Текст для чтения:

У меня помимо моих академических интересов есть еще интересы в искусстве, в литературе, которыми я тоже занимаюсь профессионально: печатаю книги, пишу стихи, у меня проходят выставки и т.д. И Эко своими художественными произведениями питал мою артистическую составляющую, дополняя знания, которые я получал академическим путем. У меня от его произведений интеллектуальное наслаждение. Это какое-то невероятное явление, прежде всего литературное, но в то же время и историческое. Когда ты с ним сталкиваешься, у тебя действительно происходит взрыв сознания.
Академическая книга
В академическом же плане на меня очень повлиял один маленький рассказ Станислава Лема (1921–2006), который просто сделал мою карьеру от и до, от начала до конца. Причем прочитал я его примерно лет за десять до того, как эта карьера у меня нарисовалась. Станислав Лем, достаточно известный фантаст, переведенный на русский язык, автор «Соляриса», экранизированного Андреем Тарковским, выпустил в 1960 году сборник сатирическо-философских рассказов «Из воспоминаний Ийона Тихого». И в одном из них – «Странные ящики профессора Коркорана» – описал некий барабан, на который записаны импульсы, эмоции. Этот барабан проводами подключен к каким-то приемникам, которые считывают эти импульсы и считают, что они – люди; то есть приемники считают себя людьми.

Что сделать:
1 > Ответьте на вопросы по тексту об Эко и Леме:
(a) В каком году Станислав Лем выпустил сборник «Из воспоминаний Ийона Тихого»?
(b) Какие занятия в искусстве и литературе перечислены в начале текста?
(c) Что, согласно рассказу «Странные ящики профессора Коркорана», записано на барабан?
2 > Продолжите текст об Эко и Леме после его последнего предложения.
Записи для работы с этим текстом не нужны.

Исходные данные:
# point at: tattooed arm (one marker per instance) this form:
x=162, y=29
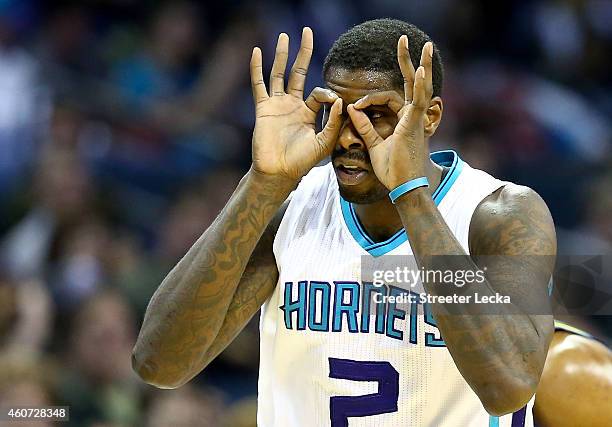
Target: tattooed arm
x=211, y=293
x=500, y=350
x=206, y=300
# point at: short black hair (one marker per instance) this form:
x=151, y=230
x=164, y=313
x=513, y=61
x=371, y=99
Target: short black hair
x=372, y=45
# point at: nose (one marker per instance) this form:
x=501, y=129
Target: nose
x=349, y=138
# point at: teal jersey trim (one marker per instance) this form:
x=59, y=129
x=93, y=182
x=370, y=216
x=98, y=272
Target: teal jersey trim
x=448, y=158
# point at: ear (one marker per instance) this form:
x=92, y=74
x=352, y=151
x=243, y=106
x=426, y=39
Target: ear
x=433, y=116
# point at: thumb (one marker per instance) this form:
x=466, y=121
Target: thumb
x=328, y=136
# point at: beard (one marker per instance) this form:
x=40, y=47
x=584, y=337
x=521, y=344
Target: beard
x=375, y=192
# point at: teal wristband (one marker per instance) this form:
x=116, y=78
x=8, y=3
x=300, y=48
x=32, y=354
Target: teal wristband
x=406, y=187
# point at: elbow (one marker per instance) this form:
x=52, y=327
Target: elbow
x=155, y=374
x=505, y=398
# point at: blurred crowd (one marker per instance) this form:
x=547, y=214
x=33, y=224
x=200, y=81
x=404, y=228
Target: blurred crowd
x=125, y=125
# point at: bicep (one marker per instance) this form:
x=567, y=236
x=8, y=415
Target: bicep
x=512, y=234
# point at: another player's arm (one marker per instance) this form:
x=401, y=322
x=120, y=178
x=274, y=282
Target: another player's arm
x=208, y=297
x=576, y=384
x=501, y=356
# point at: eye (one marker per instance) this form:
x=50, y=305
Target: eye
x=375, y=115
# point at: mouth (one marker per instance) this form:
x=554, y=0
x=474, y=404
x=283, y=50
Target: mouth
x=349, y=173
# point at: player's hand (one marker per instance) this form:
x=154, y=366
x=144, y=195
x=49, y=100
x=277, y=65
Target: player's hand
x=285, y=143
x=403, y=155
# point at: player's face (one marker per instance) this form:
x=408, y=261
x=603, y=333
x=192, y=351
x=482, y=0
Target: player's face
x=356, y=178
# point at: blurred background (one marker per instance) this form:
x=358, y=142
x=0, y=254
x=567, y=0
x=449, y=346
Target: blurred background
x=125, y=125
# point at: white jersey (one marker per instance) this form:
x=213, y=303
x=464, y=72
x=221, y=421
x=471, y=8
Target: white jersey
x=327, y=359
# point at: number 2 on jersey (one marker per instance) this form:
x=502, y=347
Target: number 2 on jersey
x=385, y=401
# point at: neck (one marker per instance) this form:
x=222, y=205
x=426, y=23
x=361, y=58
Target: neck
x=380, y=219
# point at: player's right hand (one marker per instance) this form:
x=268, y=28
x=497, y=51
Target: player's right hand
x=285, y=143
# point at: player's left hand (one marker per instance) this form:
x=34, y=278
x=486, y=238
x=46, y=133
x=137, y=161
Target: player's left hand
x=403, y=155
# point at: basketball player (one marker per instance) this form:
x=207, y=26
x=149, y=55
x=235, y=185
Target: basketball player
x=292, y=238
x=576, y=385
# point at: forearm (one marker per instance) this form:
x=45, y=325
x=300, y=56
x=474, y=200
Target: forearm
x=496, y=352
x=189, y=307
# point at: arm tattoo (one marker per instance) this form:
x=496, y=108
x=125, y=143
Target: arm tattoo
x=199, y=297
x=513, y=232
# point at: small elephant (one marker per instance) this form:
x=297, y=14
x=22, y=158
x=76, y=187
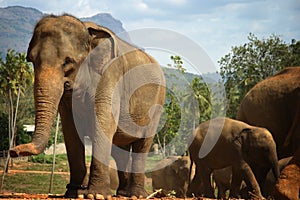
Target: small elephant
x=270, y=182
x=250, y=150
x=274, y=103
x=172, y=175
x=103, y=87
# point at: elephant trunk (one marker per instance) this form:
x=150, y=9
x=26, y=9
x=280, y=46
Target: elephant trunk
x=275, y=170
x=48, y=90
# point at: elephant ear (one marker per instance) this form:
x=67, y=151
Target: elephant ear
x=242, y=139
x=103, y=45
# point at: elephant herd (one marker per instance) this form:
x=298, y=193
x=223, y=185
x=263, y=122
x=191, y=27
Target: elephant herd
x=257, y=155
x=113, y=92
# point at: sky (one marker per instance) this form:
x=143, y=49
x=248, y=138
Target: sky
x=214, y=25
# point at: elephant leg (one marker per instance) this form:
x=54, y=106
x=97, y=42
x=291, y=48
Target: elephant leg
x=288, y=183
x=122, y=157
x=250, y=179
x=75, y=153
x=236, y=181
x=195, y=189
x=206, y=179
x=140, y=149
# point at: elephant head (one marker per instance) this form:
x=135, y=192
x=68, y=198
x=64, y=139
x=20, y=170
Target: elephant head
x=59, y=46
x=259, y=150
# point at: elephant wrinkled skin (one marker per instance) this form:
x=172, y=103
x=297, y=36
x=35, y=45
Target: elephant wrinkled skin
x=99, y=84
x=274, y=103
x=250, y=150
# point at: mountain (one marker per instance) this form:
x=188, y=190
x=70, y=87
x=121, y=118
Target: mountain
x=17, y=24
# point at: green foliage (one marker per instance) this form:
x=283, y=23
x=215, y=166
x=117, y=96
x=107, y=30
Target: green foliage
x=187, y=104
x=248, y=64
x=16, y=78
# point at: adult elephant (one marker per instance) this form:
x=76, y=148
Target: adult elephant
x=102, y=87
x=250, y=150
x=274, y=103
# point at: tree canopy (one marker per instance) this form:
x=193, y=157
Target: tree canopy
x=246, y=65
x=16, y=80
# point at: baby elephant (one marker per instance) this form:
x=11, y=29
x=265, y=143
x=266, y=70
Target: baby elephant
x=250, y=150
x=172, y=174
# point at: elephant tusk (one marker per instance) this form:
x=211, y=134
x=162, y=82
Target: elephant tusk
x=153, y=194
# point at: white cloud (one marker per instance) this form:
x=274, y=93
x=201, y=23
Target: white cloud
x=215, y=25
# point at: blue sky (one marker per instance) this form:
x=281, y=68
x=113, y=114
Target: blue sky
x=214, y=25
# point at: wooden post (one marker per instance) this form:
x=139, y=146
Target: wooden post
x=54, y=153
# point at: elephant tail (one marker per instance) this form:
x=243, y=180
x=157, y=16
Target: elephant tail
x=191, y=170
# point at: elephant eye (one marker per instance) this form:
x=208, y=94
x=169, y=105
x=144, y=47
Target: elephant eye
x=68, y=60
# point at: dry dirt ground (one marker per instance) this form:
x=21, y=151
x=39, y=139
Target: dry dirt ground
x=14, y=195
x=53, y=196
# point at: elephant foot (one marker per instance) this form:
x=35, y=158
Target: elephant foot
x=94, y=194
x=72, y=190
x=138, y=191
x=288, y=183
x=24, y=150
x=123, y=192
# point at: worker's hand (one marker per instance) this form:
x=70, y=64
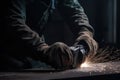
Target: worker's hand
x=58, y=55
x=86, y=39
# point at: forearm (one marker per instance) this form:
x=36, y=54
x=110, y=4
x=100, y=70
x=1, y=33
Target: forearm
x=19, y=34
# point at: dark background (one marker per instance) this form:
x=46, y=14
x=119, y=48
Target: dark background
x=103, y=16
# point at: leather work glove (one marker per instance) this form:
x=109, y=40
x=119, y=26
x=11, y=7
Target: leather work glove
x=85, y=38
x=58, y=55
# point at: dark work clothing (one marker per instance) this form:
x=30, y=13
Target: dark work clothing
x=22, y=23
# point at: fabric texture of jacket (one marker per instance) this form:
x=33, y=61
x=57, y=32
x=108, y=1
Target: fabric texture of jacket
x=22, y=23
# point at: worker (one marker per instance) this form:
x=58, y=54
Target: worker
x=21, y=31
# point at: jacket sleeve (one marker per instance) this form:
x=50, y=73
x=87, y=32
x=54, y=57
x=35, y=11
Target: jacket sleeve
x=16, y=27
x=75, y=16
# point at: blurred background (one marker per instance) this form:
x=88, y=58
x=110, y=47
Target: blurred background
x=103, y=15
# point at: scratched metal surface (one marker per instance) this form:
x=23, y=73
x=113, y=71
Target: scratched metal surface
x=97, y=69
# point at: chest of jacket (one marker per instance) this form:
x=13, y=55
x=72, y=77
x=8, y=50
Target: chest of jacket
x=37, y=13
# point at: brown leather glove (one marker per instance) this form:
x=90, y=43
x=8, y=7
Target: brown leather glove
x=86, y=39
x=58, y=55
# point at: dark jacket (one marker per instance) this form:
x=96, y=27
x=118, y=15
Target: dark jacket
x=22, y=23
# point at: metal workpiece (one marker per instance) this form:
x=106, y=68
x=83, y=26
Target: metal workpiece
x=90, y=71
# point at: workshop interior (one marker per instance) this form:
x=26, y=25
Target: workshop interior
x=104, y=16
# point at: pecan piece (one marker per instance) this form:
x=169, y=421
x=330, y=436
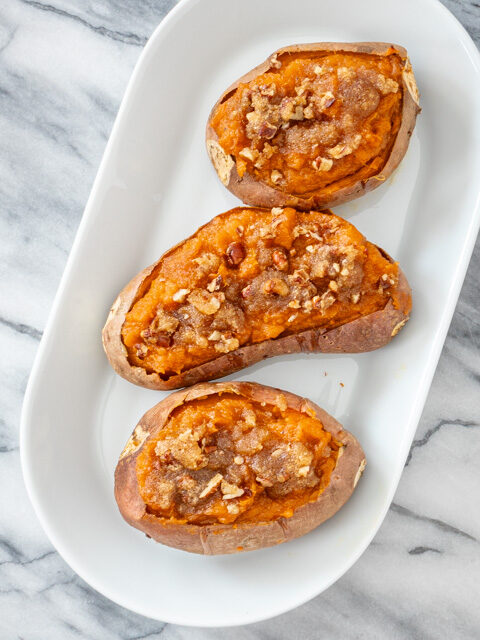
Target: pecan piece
x=267, y=130
x=141, y=350
x=215, y=284
x=235, y=254
x=276, y=286
x=279, y=259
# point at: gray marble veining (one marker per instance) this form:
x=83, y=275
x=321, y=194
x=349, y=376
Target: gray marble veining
x=64, y=65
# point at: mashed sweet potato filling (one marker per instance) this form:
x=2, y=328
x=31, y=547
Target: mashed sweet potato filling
x=224, y=459
x=318, y=119
x=251, y=275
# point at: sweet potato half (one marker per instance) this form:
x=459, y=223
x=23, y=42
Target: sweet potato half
x=315, y=125
x=250, y=284
x=227, y=467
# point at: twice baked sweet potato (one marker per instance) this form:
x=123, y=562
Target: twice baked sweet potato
x=235, y=466
x=315, y=125
x=250, y=284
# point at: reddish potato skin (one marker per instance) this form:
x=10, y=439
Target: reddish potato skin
x=364, y=334
x=258, y=194
x=223, y=539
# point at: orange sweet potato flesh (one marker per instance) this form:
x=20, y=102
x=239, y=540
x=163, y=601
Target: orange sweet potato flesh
x=235, y=466
x=344, y=108
x=224, y=459
x=251, y=275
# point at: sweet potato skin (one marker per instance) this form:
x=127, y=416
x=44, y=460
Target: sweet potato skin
x=255, y=193
x=224, y=539
x=364, y=334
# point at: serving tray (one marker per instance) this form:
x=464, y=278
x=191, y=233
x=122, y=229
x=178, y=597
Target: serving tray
x=154, y=187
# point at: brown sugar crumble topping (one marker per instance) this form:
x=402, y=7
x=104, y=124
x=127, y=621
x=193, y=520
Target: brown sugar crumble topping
x=291, y=271
x=313, y=119
x=229, y=459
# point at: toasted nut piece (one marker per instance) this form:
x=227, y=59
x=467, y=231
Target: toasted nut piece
x=205, y=302
x=215, y=284
x=276, y=286
x=180, y=295
x=235, y=254
x=267, y=130
x=212, y=485
x=247, y=153
x=141, y=350
x=276, y=176
x=280, y=259
x=322, y=164
x=230, y=490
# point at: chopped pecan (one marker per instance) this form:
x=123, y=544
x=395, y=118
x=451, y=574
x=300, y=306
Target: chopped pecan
x=141, y=350
x=225, y=345
x=215, y=284
x=322, y=164
x=235, y=254
x=267, y=130
x=212, y=485
x=205, y=302
x=230, y=491
x=276, y=176
x=268, y=89
x=280, y=259
x=276, y=286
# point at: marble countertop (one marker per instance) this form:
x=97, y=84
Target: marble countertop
x=64, y=65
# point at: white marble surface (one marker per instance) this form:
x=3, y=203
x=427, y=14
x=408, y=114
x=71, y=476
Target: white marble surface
x=64, y=65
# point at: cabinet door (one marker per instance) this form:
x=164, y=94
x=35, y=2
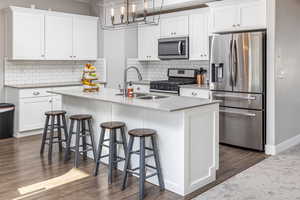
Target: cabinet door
x=148, y=42
x=224, y=18
x=175, y=26
x=85, y=38
x=199, y=39
x=248, y=19
x=28, y=36
x=59, y=37
x=32, y=113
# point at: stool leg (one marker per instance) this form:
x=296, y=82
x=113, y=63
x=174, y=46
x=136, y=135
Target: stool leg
x=115, y=164
x=51, y=138
x=44, y=135
x=127, y=161
x=92, y=138
x=69, y=140
x=124, y=140
x=98, y=159
x=157, y=163
x=77, y=153
x=84, y=140
x=110, y=158
x=142, y=169
x=59, y=133
x=64, y=121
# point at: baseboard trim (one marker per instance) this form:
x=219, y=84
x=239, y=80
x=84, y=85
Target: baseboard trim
x=276, y=149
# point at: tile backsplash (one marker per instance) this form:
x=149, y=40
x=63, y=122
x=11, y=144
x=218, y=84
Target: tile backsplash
x=31, y=72
x=157, y=70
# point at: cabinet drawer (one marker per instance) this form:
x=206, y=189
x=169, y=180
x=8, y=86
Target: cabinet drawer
x=37, y=92
x=199, y=93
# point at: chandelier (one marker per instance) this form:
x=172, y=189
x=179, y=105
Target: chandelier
x=131, y=13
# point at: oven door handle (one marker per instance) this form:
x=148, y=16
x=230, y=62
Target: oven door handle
x=179, y=48
x=239, y=113
x=237, y=97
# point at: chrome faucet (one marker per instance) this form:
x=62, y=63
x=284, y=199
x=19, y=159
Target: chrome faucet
x=125, y=78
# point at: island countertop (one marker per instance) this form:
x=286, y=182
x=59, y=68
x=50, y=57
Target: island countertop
x=170, y=104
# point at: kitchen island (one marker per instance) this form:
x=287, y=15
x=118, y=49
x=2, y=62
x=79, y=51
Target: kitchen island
x=187, y=128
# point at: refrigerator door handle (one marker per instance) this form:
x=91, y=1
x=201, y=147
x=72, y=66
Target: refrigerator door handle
x=247, y=114
x=235, y=63
x=231, y=62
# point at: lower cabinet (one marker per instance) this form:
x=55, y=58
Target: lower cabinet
x=198, y=93
x=31, y=105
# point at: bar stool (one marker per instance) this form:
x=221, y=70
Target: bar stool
x=142, y=134
x=113, y=157
x=81, y=133
x=50, y=128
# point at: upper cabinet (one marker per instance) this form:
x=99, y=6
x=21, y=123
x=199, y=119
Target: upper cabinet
x=199, y=36
x=174, y=26
x=85, y=37
x=148, y=42
x=27, y=39
x=238, y=15
x=58, y=38
x=43, y=35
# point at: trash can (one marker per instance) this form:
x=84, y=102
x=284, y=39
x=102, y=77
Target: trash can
x=6, y=120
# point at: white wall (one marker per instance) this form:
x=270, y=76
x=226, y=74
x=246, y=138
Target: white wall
x=287, y=88
x=70, y=6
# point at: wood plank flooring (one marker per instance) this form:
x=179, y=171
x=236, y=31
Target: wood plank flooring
x=21, y=165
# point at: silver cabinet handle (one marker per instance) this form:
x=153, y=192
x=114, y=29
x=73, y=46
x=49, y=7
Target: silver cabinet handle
x=239, y=113
x=237, y=97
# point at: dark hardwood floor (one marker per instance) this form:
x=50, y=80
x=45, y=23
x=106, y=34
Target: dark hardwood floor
x=21, y=165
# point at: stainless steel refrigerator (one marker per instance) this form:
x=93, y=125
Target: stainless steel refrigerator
x=238, y=78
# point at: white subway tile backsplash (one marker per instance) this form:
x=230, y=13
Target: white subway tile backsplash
x=27, y=72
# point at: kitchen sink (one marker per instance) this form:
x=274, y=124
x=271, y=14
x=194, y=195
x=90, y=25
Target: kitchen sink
x=152, y=97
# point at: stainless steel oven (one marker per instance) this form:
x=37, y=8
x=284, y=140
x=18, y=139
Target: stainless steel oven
x=173, y=48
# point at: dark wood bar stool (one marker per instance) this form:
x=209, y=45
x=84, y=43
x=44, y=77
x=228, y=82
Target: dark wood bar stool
x=58, y=122
x=142, y=134
x=113, y=157
x=81, y=133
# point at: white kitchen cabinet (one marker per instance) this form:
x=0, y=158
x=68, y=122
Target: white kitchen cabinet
x=58, y=38
x=33, y=34
x=148, y=43
x=25, y=36
x=199, y=36
x=198, y=93
x=141, y=88
x=237, y=16
x=85, y=46
x=174, y=26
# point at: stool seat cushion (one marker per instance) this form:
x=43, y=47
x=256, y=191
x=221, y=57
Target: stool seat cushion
x=112, y=125
x=142, y=132
x=81, y=117
x=56, y=112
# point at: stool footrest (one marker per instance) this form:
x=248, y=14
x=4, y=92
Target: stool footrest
x=150, y=155
x=151, y=175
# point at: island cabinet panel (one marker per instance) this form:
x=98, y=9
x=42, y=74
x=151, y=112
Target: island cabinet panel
x=33, y=34
x=59, y=40
x=187, y=139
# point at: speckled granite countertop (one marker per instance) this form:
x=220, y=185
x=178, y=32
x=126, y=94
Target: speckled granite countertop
x=45, y=85
x=170, y=104
x=195, y=86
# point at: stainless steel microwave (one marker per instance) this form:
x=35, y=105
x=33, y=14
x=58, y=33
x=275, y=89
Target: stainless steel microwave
x=173, y=48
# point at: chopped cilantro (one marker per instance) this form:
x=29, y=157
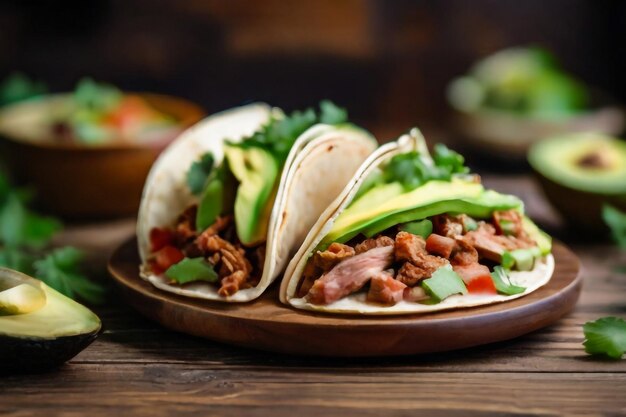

Ответы:
1 >
(a) В 1960 году.
(b) Печатание книг, сочинение стихов и выставки.
(c) Импульсы и эмоции.

2 >
Когда я прочитал этот рассказ, мне было, наверное, лет шестнадцать. Что-то я понял, чего-то не понял, но прямо загорелся этой идеей, что, оказывается, люди – это всего лишь приемники каких-то импульсов. Прошло несколько лет, я уехал в Голландию, поступил там на факультет информатики, а через год к нам пришли преподаватели с новой образовательной программы, которая называлась «Когнитивные науки». И они нам сказали: ребята, смотрите, у нас есть такая новая дисциплина, в нее можно прийти со стороны психологии и со стороны информатики. И я пошел учиться туда. Так я начал заниматься когнитивными науками. Я сразу вспомнил Лема. И вдруг меня настолько захватила идея этого рассказа, что я несколько дней сидел дома, пил кофе и писал компьютерную программу, которая бы воспроизвела компьютерную модель, описанную Лемом: машина, считывающая импульсы, считает себя человеком.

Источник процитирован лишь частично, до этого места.